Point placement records
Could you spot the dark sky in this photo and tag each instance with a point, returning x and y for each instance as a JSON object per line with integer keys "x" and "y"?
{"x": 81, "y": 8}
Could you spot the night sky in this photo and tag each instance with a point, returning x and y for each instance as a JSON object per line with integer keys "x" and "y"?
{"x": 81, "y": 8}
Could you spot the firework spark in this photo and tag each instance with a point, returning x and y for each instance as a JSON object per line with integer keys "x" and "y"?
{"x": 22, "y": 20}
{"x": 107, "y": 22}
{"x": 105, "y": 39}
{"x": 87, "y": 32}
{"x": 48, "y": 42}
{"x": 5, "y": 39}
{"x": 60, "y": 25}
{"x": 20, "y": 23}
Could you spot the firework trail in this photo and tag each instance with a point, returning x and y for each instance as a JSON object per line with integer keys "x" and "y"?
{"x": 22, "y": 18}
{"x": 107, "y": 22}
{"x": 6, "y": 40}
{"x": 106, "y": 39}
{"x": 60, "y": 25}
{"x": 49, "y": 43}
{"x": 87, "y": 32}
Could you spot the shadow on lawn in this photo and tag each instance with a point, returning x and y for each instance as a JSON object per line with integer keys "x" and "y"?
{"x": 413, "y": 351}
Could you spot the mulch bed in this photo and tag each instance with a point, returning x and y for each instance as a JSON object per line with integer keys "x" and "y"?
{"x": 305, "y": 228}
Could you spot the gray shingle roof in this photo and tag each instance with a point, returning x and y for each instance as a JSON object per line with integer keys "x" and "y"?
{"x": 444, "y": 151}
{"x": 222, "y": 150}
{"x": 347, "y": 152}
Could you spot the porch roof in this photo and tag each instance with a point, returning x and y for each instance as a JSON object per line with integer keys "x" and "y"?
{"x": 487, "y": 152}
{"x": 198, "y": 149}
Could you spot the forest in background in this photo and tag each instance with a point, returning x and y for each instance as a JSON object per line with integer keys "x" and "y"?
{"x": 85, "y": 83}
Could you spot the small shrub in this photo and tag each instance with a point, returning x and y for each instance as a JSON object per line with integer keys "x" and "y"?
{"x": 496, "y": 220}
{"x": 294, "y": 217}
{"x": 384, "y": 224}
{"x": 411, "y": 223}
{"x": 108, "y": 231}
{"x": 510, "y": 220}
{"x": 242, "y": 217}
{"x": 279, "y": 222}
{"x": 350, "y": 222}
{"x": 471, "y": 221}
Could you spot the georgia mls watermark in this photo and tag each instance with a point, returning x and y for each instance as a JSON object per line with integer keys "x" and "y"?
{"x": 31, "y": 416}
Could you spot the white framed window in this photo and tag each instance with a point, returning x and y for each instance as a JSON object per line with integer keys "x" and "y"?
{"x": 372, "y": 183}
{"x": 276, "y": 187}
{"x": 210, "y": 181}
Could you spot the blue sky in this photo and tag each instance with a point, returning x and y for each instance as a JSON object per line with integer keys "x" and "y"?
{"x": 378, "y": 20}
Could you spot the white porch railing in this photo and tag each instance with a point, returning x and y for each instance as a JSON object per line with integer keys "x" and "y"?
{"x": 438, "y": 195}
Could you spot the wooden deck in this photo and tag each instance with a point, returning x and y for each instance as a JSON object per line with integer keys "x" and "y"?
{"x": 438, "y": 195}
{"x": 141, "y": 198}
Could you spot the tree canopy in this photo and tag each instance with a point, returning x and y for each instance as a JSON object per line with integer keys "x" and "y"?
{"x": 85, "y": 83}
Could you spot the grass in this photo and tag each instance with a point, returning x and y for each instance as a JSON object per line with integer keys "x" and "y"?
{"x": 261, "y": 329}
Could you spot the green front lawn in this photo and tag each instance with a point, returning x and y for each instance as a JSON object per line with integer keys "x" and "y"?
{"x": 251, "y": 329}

> **EXERCISE DETAILS**: Arrange every line of the listing above as a JSON list of strings, with one string per line and any blank lines omitted.

> **TASK OUTPUT**:
[
  "Could you spot the dark sky in this photo and tag each instance with a point, returning x and y for each instance as a JSON object per line with integer keys \"x\" and \"y\"?",
  "{\"x\": 81, \"y\": 8}",
  "Could you spot the night sky in this photo and tag each instance with a point, returning x and y for each instance as a JSON object per line with integer keys \"x\" and \"y\"?",
  "{\"x\": 81, \"y\": 8}",
  "Could you spot the firework spark in this photo and tag each instance with a point, returning x and y for each instance as a JSON object per line with integer keys \"x\" and \"y\"?",
  "{\"x\": 22, \"y\": 20}",
  "{\"x\": 107, \"y\": 22}",
  "{\"x\": 105, \"y\": 39}",
  "{\"x\": 87, \"y\": 32}",
  "{\"x\": 48, \"y\": 42}",
  "{\"x\": 5, \"y\": 39}",
  "{\"x\": 60, \"y\": 25}",
  "{\"x\": 20, \"y\": 23}",
  "Could you spot the firework trail in this photo and tag each instance with a point, returning x and y for each instance as a JSON object per line with integer keys \"x\" and \"y\"?",
  "{\"x\": 22, \"y\": 18}",
  "{\"x\": 107, \"y\": 22}",
  "{\"x\": 6, \"y\": 40}",
  "{\"x\": 106, \"y\": 39}",
  "{\"x\": 60, \"y\": 25}",
  "{\"x\": 49, \"y\": 43}",
  "{\"x\": 87, \"y\": 32}",
  "Could you spot the shadow on lawn in this photo and tag each instance with a point, returning x and y for each instance as a JSON object per line with integer keys \"x\" and \"y\"?",
  "{\"x\": 413, \"y\": 351}",
  "Could you spot the mulch bed in this photo and tag each instance with a point, returning x and y for each instance as a JSON object per line with integer keys \"x\" and \"y\"?",
  "{\"x\": 305, \"y\": 228}",
  "Could you spot the gray shingle roof in this photo and tag each instance with a point, returning x and y for each instance as a JSON object per line with integer keys \"x\" and \"y\"?",
  "{\"x\": 444, \"y\": 151}",
  "{\"x\": 222, \"y\": 150}",
  "{\"x\": 347, \"y\": 152}",
  "Could you spot the porch roof in this photo and tag each instance with a point, returning x and y for each instance as a JSON object per line with integer keys \"x\" and \"y\"?",
  "{\"x\": 487, \"y\": 152}",
  "{\"x\": 198, \"y\": 149}",
  "Could you spot the forest in background in this photo and tag each instance with a point, returning x and y for each instance as a JSON object per line with integer keys \"x\" and \"y\"?",
  "{\"x\": 85, \"y\": 83}",
  "Could you spot the small shrub in this photo and tag each instance with a point, returning x and y for each instance as a JSON object per line with integer keys \"x\" and \"y\"?",
  "{\"x\": 496, \"y\": 220}",
  "{\"x\": 294, \"y\": 217}",
  "{\"x\": 384, \"y\": 224}",
  "{\"x\": 411, \"y\": 223}",
  "{\"x\": 108, \"y\": 231}",
  "{\"x\": 510, \"y\": 220}",
  "{\"x\": 242, \"y\": 217}",
  "{\"x\": 279, \"y\": 222}",
  "{\"x\": 350, \"y\": 222}",
  "{\"x\": 471, \"y\": 221}",
  "Could you spot the georgia mls watermark in this photo and tag each instance with a point, returning x and y for each instance as a JSON object per line with integer keys \"x\" and \"y\"?",
  "{\"x\": 31, \"y\": 416}",
  "Could you spot the white framed window in this photo and tag each instance with a point, returning x and y for each instance as a JSON object per line with integer keys \"x\" and \"y\"?",
  "{\"x\": 372, \"y\": 183}",
  "{\"x\": 276, \"y\": 187}",
  "{\"x\": 210, \"y\": 181}",
  "Could you spot the blue sky in this photo and tag each instance with a point, returning x and y for each instance as a JSON object per line with integer keys \"x\" and \"y\"?",
  "{\"x\": 378, \"y\": 20}",
  "Could you spot the white porch railing in this photo and tag each instance with a point, returning x and y for each instance as a JSON object per line with integer keys \"x\" and \"y\"?",
  "{\"x\": 438, \"y\": 195}",
  "Could you spot the wooden deck in this photo and tag each instance with a point, returning x and y for each instance as a JSON object per line with integer keys \"x\" and \"y\"?",
  "{\"x\": 438, \"y\": 195}",
  "{\"x\": 141, \"y\": 198}",
  "Could you spot the tree canopy in this photo and tag each instance with a point, returning x and y for each instance as a JSON object per line with integer keys \"x\" and \"y\"?",
  "{\"x\": 85, \"y\": 83}",
  "Could you spot the grass in this photo and tag each instance with a point, returning x and y for each instance as a JSON object per line with integer keys \"x\" and \"y\"?",
  "{\"x\": 261, \"y\": 329}",
  "Could you spot the green front lawn in this photo and tag each instance with a point, returning x and y for each instance as a JSON object per line with integer keys \"x\" and \"y\"?",
  "{\"x\": 251, \"y\": 329}"
]